## [SET TASK]
Copy out all of the material below, putting "Labeling request" wherever "Pest-scouting request" appears and leaving everything else the same.

# # # # #

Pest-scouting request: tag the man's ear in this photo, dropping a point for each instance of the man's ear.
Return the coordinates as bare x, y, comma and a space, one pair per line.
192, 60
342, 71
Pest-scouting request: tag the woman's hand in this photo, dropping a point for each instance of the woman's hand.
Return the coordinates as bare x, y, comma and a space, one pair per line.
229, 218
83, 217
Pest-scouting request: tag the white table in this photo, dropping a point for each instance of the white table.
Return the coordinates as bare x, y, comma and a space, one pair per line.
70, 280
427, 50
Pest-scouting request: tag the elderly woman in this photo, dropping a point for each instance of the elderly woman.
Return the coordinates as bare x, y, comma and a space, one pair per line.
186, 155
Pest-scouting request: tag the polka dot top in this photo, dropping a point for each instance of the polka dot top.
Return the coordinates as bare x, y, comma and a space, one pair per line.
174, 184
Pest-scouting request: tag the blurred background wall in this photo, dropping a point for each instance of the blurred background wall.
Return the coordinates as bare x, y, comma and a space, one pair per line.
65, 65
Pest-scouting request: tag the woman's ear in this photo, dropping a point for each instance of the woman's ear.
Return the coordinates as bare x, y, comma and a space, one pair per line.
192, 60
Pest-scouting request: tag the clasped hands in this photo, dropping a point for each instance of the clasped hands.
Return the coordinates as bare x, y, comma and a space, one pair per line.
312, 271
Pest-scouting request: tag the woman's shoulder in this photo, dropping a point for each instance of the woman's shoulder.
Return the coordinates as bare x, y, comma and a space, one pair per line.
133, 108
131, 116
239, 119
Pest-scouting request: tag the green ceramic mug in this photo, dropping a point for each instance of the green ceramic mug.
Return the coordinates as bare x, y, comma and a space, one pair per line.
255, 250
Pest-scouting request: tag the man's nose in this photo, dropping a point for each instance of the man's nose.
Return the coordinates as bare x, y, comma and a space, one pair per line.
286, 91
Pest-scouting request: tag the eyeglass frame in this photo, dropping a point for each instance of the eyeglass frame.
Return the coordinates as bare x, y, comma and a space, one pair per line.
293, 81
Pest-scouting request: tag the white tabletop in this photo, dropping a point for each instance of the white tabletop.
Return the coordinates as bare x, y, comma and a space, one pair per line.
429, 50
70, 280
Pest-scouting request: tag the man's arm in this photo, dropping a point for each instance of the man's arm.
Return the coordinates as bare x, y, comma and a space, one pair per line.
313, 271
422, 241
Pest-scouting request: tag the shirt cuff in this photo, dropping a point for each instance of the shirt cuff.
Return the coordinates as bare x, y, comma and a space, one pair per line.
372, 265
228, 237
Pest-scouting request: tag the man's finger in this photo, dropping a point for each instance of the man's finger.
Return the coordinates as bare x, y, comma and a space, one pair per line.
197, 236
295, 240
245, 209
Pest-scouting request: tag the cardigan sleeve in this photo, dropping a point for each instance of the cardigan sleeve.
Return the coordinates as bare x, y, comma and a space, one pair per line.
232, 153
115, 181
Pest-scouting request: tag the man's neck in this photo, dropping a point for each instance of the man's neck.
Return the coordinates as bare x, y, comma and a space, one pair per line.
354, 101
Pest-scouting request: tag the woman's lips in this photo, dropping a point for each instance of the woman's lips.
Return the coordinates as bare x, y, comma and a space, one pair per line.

# # # # #

## [ANSWER TO THE EXERCISE]
Labeling request: tag the man's ear in this photo, dropping a point for each instance of the man's ear.
Return the coordinates as bare x, y, comma and a space, one pair per line.
192, 60
342, 71
Labeling request: tag the woman's hand in this photo, dropping a point for each instance of the woman's hand.
Return the coordinates as bare x, y, comma and a space, one pair per line.
229, 218
83, 217
Labeling request: tag the white table in this photo, dropping a point for each instance of the white table.
Return the coordinates as bare x, y, comma and a space, one pair per line.
70, 280
427, 50
Labeling request: tag the elderly woman in this photo, dropping a point for each instance of the elderly woman.
Return the coordinates as bare x, y, comma and a space, one pair per line.
186, 155
Labeling request: tag the polka dot top in this photo, dropping a point for each instance of the polka dot top.
Return the coordinates as bare x, y, comma and a space, one pair per line.
174, 184
Labeling request: tag the blurred background wall in this photo, dropping a point for each instance of the blurred background wall.
Return the coordinates as bare x, y, comma and a space, one pair per line.
65, 65
Labeling request: tag the woman's ear in this photo, dropping a point for each instance of the woman's ear.
Return the coordinates as bare x, y, comma and a space, one pair per line.
192, 60
Labeling request: tag the clasped hands in this photo, dropping a point for each instance of the clasped hands.
Return the coordinates as bare x, y, comma and a space, one pair per line.
312, 271
Labeling request: tag the woman's shoulder in this photo, dropping a point for each instance of the woman's shoulder.
Return the coordinates as bare x, y, comma and a space, one pair per line.
133, 108
131, 116
239, 119
Labeling request: tag the green ceramic mug in this photo, dropping a point for each instance of the green ceramic mug.
Return the coordinates as bare x, y, comma and a space, one pair per line.
255, 250
Labeling request: tag the man's nose in this photo, dropping a point for each instance of the man's nose.
Return the coordinates as bare x, y, comma and a space, one pair per line.
286, 91
Labeling request: tag the eyeglass frame in this photo, dropping a point for each instance of the eyeglass frame.
Return the coordinates as bare x, y, comma and a space, one pair per line.
293, 81
Labeling request: tag the white tabletop in this photo, dropping a point for each instance of the white tabletop.
Return the coordinates as bare x, y, comma and a space, one pair per line.
429, 50
70, 280
Labeling request: tag the man's arm in this photo, dropping a point for each instance of the man's arm.
Return the coordinates as bare x, y, comma and a space, one pair per line.
313, 271
422, 241
Labeling request: tag the shirt cuff in this photo, dropping a point for each instance of the shirt cuff.
Return the coordinates as bare x, y, comma and a space, one pair per line.
372, 265
228, 237
Labeling request: tag the man's finger in this photo, dropping a point for each instance of the man's finger.
Return the coordinates as bare x, y, comma and a space, one pair per line.
197, 236
295, 240
245, 209
Labeling request: tag the cardigan sleeve in this photo, dropping a point for each instance of the cardigan sleeve.
Return the coordinates as bare x, y, comma and a space, one pair per line.
232, 153
115, 181
Labeling request: tag the man's neck in this photo, dropping a point for each instance of the man's neck.
Return the coordinates as bare x, y, comma and a space, one pair per line.
354, 101
Labeling request: tag the woman's lips in this photo, dropping a point for each instance of the woman's lips.
Return the coordinates as bare x, y, comma and a space, one pair per line.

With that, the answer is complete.